*Problem*
Copy the lines from the one containing "Looking at the image above, whereabouts is the dark" through the end of the material, swapping "dark window" for "black window" and leaving everything else unchanged.
------ Given records
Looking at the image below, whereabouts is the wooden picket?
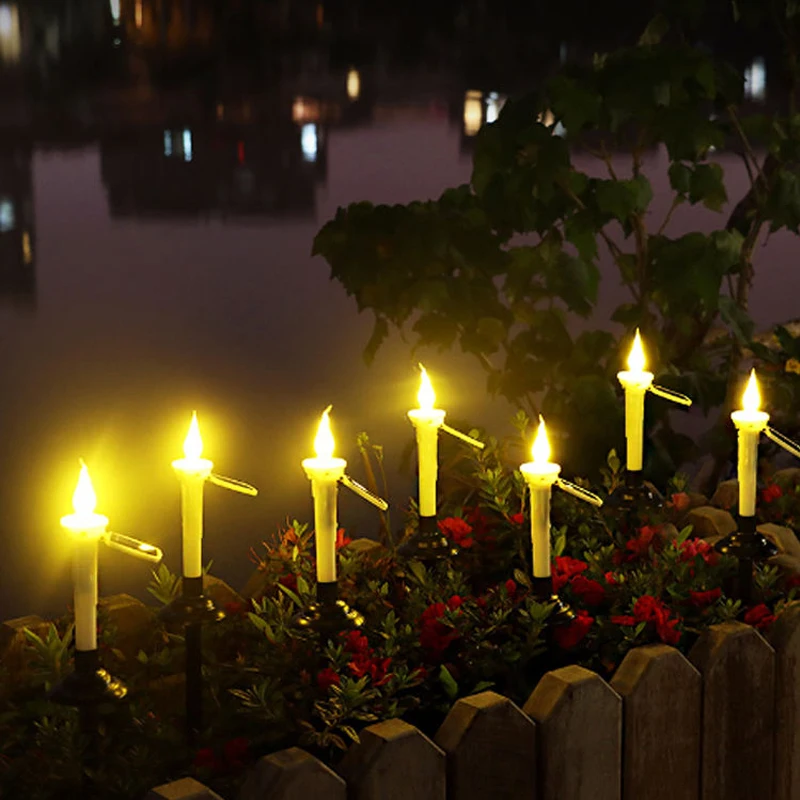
[0,602,800,800]
[611,644,702,800]
[769,603,800,800]
[689,622,775,800]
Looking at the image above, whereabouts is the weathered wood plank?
[435,692,536,800]
[769,603,800,800]
[239,747,347,800]
[523,666,622,800]
[339,719,445,800]
[144,778,222,800]
[689,622,775,800]
[611,644,703,800]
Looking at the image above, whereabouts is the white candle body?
[408,408,445,517]
[61,513,108,650]
[73,536,98,650]
[172,458,214,578]
[731,411,769,517]
[520,461,561,578]
[303,457,347,583]
[617,370,654,472]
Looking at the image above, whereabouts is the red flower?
[317,667,342,692]
[553,556,589,592]
[344,631,370,655]
[439,517,475,548]
[347,652,392,686]
[689,587,722,608]
[656,617,681,644]
[633,594,681,644]
[633,594,669,622]
[569,575,606,606]
[553,609,594,650]
[222,736,250,769]
[336,528,353,550]
[194,747,222,772]
[681,539,719,567]
[744,603,775,631]
[761,483,783,503]
[625,525,658,558]
[670,492,691,512]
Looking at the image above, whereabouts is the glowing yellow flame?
[72,460,97,516]
[347,69,361,100]
[314,406,334,458]
[742,369,761,411]
[531,414,550,464]
[628,328,645,372]
[183,411,203,461]
[464,91,483,136]
[417,364,436,411]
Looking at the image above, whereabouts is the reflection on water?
[0,0,793,617]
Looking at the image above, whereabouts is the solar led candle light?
[61,461,162,650]
[520,415,603,624]
[51,461,161,716]
[731,370,769,517]
[172,411,258,579]
[408,364,484,554]
[296,406,389,633]
[617,328,692,472]
[716,369,800,604]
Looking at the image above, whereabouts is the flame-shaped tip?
[628,328,645,372]
[183,411,203,461]
[742,369,761,411]
[417,364,436,411]
[72,459,97,516]
[531,414,550,464]
[314,406,335,458]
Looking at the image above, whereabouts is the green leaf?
[364,316,389,366]
[669,161,692,195]
[595,175,653,222]
[639,12,670,47]
[277,583,303,608]
[439,664,458,700]
[689,164,728,211]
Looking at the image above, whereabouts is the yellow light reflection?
[464,90,483,136]
[72,459,97,517]
[742,369,761,411]
[417,364,436,411]
[628,328,646,372]
[183,411,203,461]
[314,406,335,458]
[531,414,550,464]
[347,69,361,100]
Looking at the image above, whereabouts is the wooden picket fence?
[146,603,800,800]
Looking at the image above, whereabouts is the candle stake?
[295,580,364,639]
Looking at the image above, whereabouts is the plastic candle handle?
[556,478,603,508]
[208,473,258,497]
[442,423,486,450]
[339,475,389,511]
[650,385,692,406]
[104,533,164,563]
[764,425,800,458]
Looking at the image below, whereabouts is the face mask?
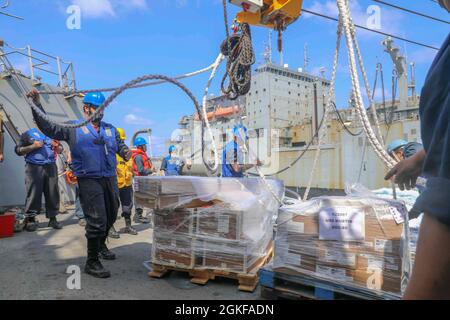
[88,109,104,124]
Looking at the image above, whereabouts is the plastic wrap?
[274,189,409,298]
[135,177,284,273]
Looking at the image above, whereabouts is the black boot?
[133,208,150,224]
[121,217,137,236]
[23,217,39,232]
[84,238,111,278]
[48,218,62,230]
[99,237,116,260]
[108,226,120,239]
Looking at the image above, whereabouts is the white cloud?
[304,0,403,38]
[72,0,148,19]
[408,48,437,64]
[123,113,153,126]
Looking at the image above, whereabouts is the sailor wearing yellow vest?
[116,128,137,235]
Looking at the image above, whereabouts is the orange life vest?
[133,149,153,177]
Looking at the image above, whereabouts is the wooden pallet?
[259,268,367,300]
[148,244,273,292]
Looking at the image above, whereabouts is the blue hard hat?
[387,139,408,153]
[83,92,106,108]
[233,124,248,139]
[134,137,147,147]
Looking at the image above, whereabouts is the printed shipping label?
[323,251,356,267]
[286,253,302,267]
[316,266,353,281]
[217,215,230,233]
[389,207,405,224]
[288,221,305,233]
[375,239,392,253]
[319,207,365,241]
[367,258,384,270]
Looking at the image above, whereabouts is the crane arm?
[229,0,303,31]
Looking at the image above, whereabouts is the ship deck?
[0,210,260,300]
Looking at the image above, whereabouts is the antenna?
[0,0,24,20]
[303,43,309,72]
[264,30,273,64]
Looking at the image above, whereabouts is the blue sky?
[0,0,450,153]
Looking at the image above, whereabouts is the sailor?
[133,137,153,224]
[222,125,261,178]
[15,128,62,232]
[385,6,450,300]
[0,112,5,163]
[29,90,132,278]
[114,128,138,236]
[160,145,191,176]
[387,139,423,161]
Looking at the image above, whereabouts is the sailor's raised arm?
[28,90,72,142]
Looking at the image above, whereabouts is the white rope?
[303,19,342,201]
[350,23,384,146]
[202,53,225,172]
[336,0,396,168]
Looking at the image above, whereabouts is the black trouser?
[25,163,59,218]
[78,177,119,239]
[119,186,133,218]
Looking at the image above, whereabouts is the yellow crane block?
[232,0,303,31]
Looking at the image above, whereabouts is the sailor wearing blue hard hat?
[222,124,261,178]
[29,90,132,278]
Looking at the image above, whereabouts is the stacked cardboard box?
[135,177,283,273]
[274,197,407,296]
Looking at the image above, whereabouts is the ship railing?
[0,43,76,91]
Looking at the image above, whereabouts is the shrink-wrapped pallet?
[274,197,409,298]
[141,177,284,273]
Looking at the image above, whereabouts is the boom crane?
[229,0,303,52]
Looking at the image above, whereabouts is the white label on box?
[389,207,405,224]
[323,251,356,267]
[288,221,305,234]
[316,266,352,281]
[375,239,392,253]
[319,207,365,241]
[366,267,382,290]
[286,253,302,267]
[217,215,230,233]
[367,258,383,270]
[385,263,398,271]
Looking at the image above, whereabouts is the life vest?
[222,141,244,178]
[133,148,153,177]
[71,122,118,178]
[116,155,133,189]
[25,128,56,165]
[165,155,181,176]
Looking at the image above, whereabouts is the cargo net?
[134,177,284,274]
[273,196,410,299]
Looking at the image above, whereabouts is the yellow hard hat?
[117,128,127,140]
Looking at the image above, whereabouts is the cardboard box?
[153,210,195,235]
[152,232,195,269]
[193,207,244,240]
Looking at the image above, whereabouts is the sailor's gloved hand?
[384,150,426,191]
[27,89,41,105]
[123,149,133,161]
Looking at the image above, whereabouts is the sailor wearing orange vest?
[116,128,137,235]
[133,137,153,223]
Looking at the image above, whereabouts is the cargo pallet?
[259,266,399,300]
[148,245,273,292]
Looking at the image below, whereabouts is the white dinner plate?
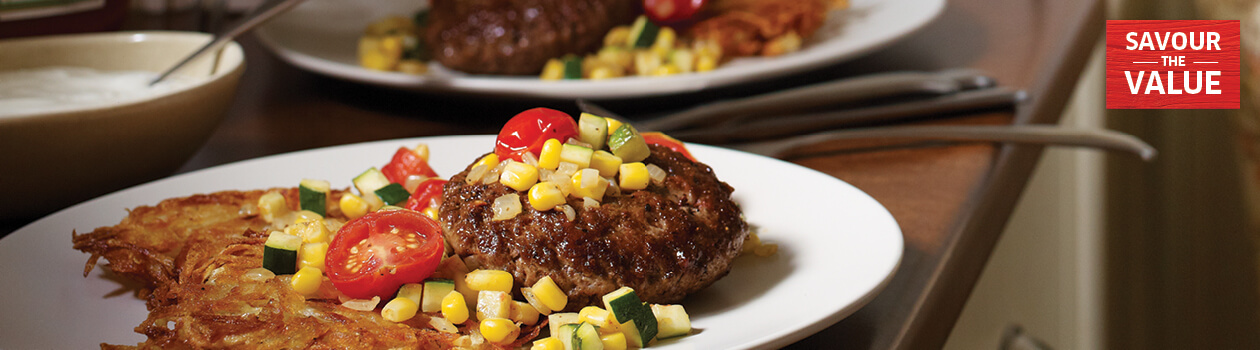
[257,0,945,98]
[0,136,902,349]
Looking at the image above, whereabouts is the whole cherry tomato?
[641,131,696,161]
[402,178,446,213]
[381,147,437,184]
[494,108,577,161]
[326,209,444,298]
[643,0,708,23]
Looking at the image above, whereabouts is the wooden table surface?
[6,0,1104,349]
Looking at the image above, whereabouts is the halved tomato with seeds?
[325,209,444,298]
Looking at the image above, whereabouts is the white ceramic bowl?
[0,31,244,219]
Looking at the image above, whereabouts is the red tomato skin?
[325,209,444,300]
[643,0,708,24]
[381,147,437,184]
[641,131,696,161]
[402,178,447,212]
[494,107,577,161]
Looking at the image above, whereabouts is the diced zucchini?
[559,144,595,169]
[552,324,582,350]
[577,112,609,150]
[627,16,660,48]
[609,123,651,162]
[604,287,656,347]
[651,305,692,339]
[354,166,390,210]
[573,322,604,350]
[420,279,455,312]
[297,179,331,217]
[547,312,581,336]
[373,184,411,205]
[563,55,582,79]
[262,230,302,274]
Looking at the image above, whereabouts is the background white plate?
[256,0,945,98]
[0,136,903,349]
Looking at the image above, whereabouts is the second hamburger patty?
[441,145,748,311]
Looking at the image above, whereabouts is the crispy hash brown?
[73,189,531,349]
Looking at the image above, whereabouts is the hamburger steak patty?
[440,145,748,311]
[423,0,638,74]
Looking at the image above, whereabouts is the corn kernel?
[600,329,626,350]
[338,193,368,219]
[398,283,425,306]
[539,58,564,81]
[381,297,420,322]
[512,301,538,326]
[529,336,564,350]
[617,161,651,190]
[499,161,538,191]
[533,276,568,310]
[476,291,512,320]
[591,150,621,178]
[529,181,564,212]
[442,291,469,324]
[538,138,563,170]
[572,167,609,200]
[478,317,520,344]
[604,25,630,47]
[289,267,324,296]
[258,191,289,222]
[464,269,513,292]
[297,242,328,271]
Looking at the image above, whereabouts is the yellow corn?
[338,193,368,219]
[476,291,512,320]
[478,317,520,344]
[591,150,621,178]
[538,138,564,170]
[464,269,513,292]
[499,161,538,191]
[289,267,324,296]
[600,329,626,350]
[512,301,538,326]
[577,306,616,330]
[604,25,630,47]
[258,191,289,222]
[398,283,425,306]
[529,181,564,212]
[533,276,568,310]
[572,167,609,201]
[442,291,469,324]
[605,118,621,135]
[381,297,420,322]
[529,336,564,350]
[297,242,328,271]
[651,26,678,55]
[539,58,564,81]
[617,161,651,190]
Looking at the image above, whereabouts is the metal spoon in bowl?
[149,0,302,86]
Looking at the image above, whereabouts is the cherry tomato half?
[402,178,446,213]
[641,131,696,161]
[326,209,444,298]
[643,0,708,23]
[381,147,437,184]
[494,108,577,161]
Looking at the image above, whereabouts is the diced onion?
[464,164,490,185]
[646,164,665,185]
[490,193,520,222]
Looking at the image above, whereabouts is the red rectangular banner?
[1106,20,1241,110]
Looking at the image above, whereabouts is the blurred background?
[946,0,1260,349]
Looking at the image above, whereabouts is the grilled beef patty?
[441,145,748,311]
[425,0,636,74]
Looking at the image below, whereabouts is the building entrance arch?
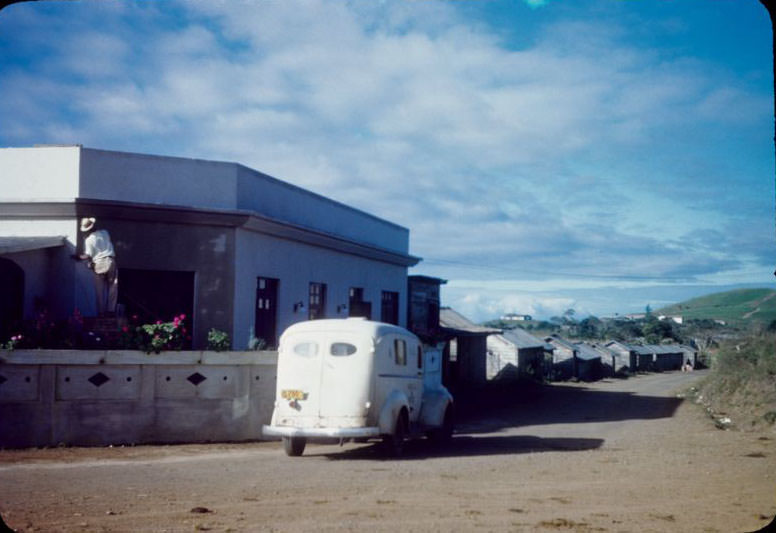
[0,257,24,343]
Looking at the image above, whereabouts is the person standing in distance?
[78,217,119,316]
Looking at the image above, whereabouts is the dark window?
[307,281,326,320]
[393,339,407,366]
[348,287,372,320]
[118,268,195,348]
[254,278,279,349]
[329,342,356,356]
[292,341,318,357]
[380,291,399,325]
------------
*Reply to the exercise*
Looking at the image above, whereabouts is the black window?
[307,281,326,320]
[393,339,407,366]
[348,287,372,320]
[118,268,195,348]
[254,278,279,349]
[329,342,356,356]
[292,341,318,357]
[380,291,399,325]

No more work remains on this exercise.